◆ **DIRECTIONS**:
Output the full material exactly as it appears here.

Stored entries
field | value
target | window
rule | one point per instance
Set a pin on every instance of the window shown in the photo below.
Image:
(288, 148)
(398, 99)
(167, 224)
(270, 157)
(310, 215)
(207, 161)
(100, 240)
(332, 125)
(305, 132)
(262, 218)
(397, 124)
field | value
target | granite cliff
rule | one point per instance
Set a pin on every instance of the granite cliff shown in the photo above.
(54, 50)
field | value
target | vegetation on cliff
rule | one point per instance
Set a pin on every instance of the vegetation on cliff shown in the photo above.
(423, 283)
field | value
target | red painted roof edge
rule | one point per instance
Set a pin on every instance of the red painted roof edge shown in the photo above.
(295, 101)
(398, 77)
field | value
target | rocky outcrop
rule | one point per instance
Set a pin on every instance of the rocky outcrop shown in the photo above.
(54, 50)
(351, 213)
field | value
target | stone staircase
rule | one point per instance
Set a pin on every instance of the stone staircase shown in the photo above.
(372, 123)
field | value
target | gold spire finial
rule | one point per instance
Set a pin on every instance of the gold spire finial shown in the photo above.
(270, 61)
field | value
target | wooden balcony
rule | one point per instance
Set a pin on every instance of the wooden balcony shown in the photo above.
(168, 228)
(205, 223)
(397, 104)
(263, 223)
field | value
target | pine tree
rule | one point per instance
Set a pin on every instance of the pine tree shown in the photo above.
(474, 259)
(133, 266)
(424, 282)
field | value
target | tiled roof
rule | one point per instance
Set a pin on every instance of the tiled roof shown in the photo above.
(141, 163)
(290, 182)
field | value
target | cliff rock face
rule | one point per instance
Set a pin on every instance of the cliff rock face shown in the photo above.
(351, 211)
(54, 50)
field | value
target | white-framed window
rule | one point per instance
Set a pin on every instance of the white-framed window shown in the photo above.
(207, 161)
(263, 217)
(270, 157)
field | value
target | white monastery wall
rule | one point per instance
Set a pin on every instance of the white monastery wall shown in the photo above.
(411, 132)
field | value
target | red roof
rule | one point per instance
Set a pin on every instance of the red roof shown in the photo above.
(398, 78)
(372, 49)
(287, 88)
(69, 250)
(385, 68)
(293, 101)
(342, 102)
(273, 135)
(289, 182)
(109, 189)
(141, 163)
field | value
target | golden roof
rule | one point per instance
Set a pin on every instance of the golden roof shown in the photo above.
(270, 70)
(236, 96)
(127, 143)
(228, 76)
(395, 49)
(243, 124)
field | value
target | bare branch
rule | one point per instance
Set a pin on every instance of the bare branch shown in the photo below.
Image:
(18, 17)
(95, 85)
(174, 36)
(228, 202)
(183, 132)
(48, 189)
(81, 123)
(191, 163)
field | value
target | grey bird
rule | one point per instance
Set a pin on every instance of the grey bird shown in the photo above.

◆ **RESPONSE TO THIS EXERCISE**:
field | value
target | window
rule | one point per instance
Set a pin on every instance of the window shown in the photo below.
Image:
(288, 148)
(398, 99)
(167, 224)
(270, 157)
(310, 215)
(207, 161)
(100, 240)
(332, 125)
(305, 132)
(262, 218)
(397, 124)
field | value
target | granite cliff
rule | one point per instance
Set a pin on every instance of the granite cliff shown in the photo above.
(54, 50)
field | value
target | vegetation on cliff
rule | one point per instance
Set a pin on every instance of the vegetation on cliff shown in the photo above.
(423, 283)
field | value
target | red painted roof edge
rule | one point per instance
Set a pin on every instance of the red painted roof edge shown in the photo above.
(295, 101)
(398, 77)
field | value
target | rocky outcrop
rule | one point per instance
Set a pin on every instance of the rocky outcrop shown in the photo above.
(54, 50)
(351, 213)
field | value
target | stone staircase
rule | one point per instance
Set a pin on every instance of the stone staircase shown in the photo above.
(372, 123)
field | value
target | gold spire finial
rule | one point per instance
Set a pin on every instance of the gold spire finial shown in the photo above.
(270, 61)
field | value
target | wooden balcony
rule | one point per instance
Set a pin on every instance of the wooden balcony shown in the photo above.
(168, 228)
(205, 223)
(397, 104)
(263, 223)
field | value
target | pine tree
rule | one point per instance
Set a pin on every instance of the pine tree shown in the photo above.
(474, 259)
(133, 266)
(424, 282)
field | value
target | tiled roof
rule | one point per instance
Set a pin on every instance of the tiled roof shown in the photo above.
(141, 163)
(290, 182)
field | value
target | cliff rock face
rule | one point per instance
Set a pin on every instance of the cliff rock face shown in the photo above.
(351, 211)
(54, 50)
field | value
target | white-framed window
rule | one point per instance
Set a pin on every instance of the white-framed window shown in the photo above.
(207, 161)
(263, 217)
(270, 157)
field | value
target | white monastery wall
rule | one point per instance
Set a pin on every instance of the white monastery wall shown in the photo above.
(411, 132)
field | value
target | red roof
rule | one point per instance
Set a pin on every instance of the red roof shown in the photo above.
(398, 78)
(372, 49)
(287, 88)
(69, 250)
(385, 68)
(293, 101)
(342, 102)
(273, 135)
(289, 182)
(109, 189)
(141, 163)
field | value
target | golden roof
rule | one point per instance
Set a pin on every instance of the golden roof shown in the photo above.
(270, 70)
(236, 96)
(127, 143)
(228, 76)
(395, 49)
(243, 124)
field | value
target | bare branch
rule | one point per instance
Set a pin on every instance of the bare branch shown in the photo below.
Image:
(18, 17)
(95, 85)
(174, 36)
(228, 202)
(183, 132)
(48, 189)
(81, 123)
(191, 163)
field | value
target | grey bird
rule | one point per instance
Set a pin on every instance of the grey bird shown in the photo above.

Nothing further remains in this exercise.